___ PROVIDED TEXT ___

Posted 2026-03-25

How Aeryv Works: From Order to Handoff

How Aeryv Works: From Order to Handoff

Aeryv doesn't sell drones, and we don't fly them. We build the software that lets operators run their own drone delivery networks. This guide walks through what happens when an operator running Aeryv dispatches a delivery, from the moment an order lands in Mission Control to the moment a customer signs for the package.

The hub-and-spoke network

Traditional last-mile delivery moves point-to-point. A courier picks up a package, weaves through traffic, and drops it off. Aeryv is built for a different topology. Operators deploy hub-and-spoke networks, with launch sites placed across their service area and routing logic that balances load across the whole mesh.

Each hub is a physical site the operator owns and runs: a launch pad, a charging station, and a dispatch interface. Aeryv's routing engine knows about every hub in the network, tracks fleet capacity in real time, and assigns drones automatically. Operators don't have to manually pick which drone goes where. They set up the network once and let the dispatcher run it.

The delivery lifecycle

1. Order in

The operator's dispatcher logs into Mission Control and creates a new order, or their existing system POSTs it to /v1/orders. Either way, Aeryv validates the request, checks fleet capacity at the nearest hub, locks in a delivery ETA, and reserves a drone.

2. Dispatch

A hub operator loads the package into the drone's payload bay. The fleet's onboard sensors confirm weight and lock the bay. The drone arms itself and waits for the dispatcher's launch confirmation, which can be issued from Mission Control with one click.

___ PROVIDED DATA ___

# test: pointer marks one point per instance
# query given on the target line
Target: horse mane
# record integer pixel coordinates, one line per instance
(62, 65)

___

■ **SHORT TASK 1**
In the Aeryv guide, what three things make up each hub?
■ **SHORT TASK 2**
Continue the Aeryv guide from its last sentence.
The listing is not needed for this work.

■ **RESULT 1**
A launch pad, a charging station, and a dispatch interface.

■ **RESULT 2**
3. Flight

The drone climbs to its assigned cruising altitude, typically around 55 meters above ground level, and begins autonomous transit through pre-cleared aerial corridors. Aeryv's routing engine runs continuous telemetry checks. If wind vectors exceed safety thresholds, or a temporary no-fly geofence activates, the route recalculates without human intervention. The dispatcher sees every state change live on the map in Mission Control.

4. Delivery

The drone arrives at the destination coordinates and drops to a safe hovering altitude. Using downward-vision cameras, it confirms a clear landing zone and lowers the payload via the drone's winch system. The drone never touches the ground. Once the package is uncoupled, the drone climbs back to cruising altitude and begins its return.

5. Handoff and tracking

From the moment the bay locks at the hub, the customer receives a live tracking link. They watch the drone traverse the city in real time and arrive when promised. Webhooks fire on pickup, in-transit, and delivery, so the operator's notification system can fold the events into whatever flow they already use.

Safety and deconfliction

Aeryv handles the air traffic problem so operators don't have to.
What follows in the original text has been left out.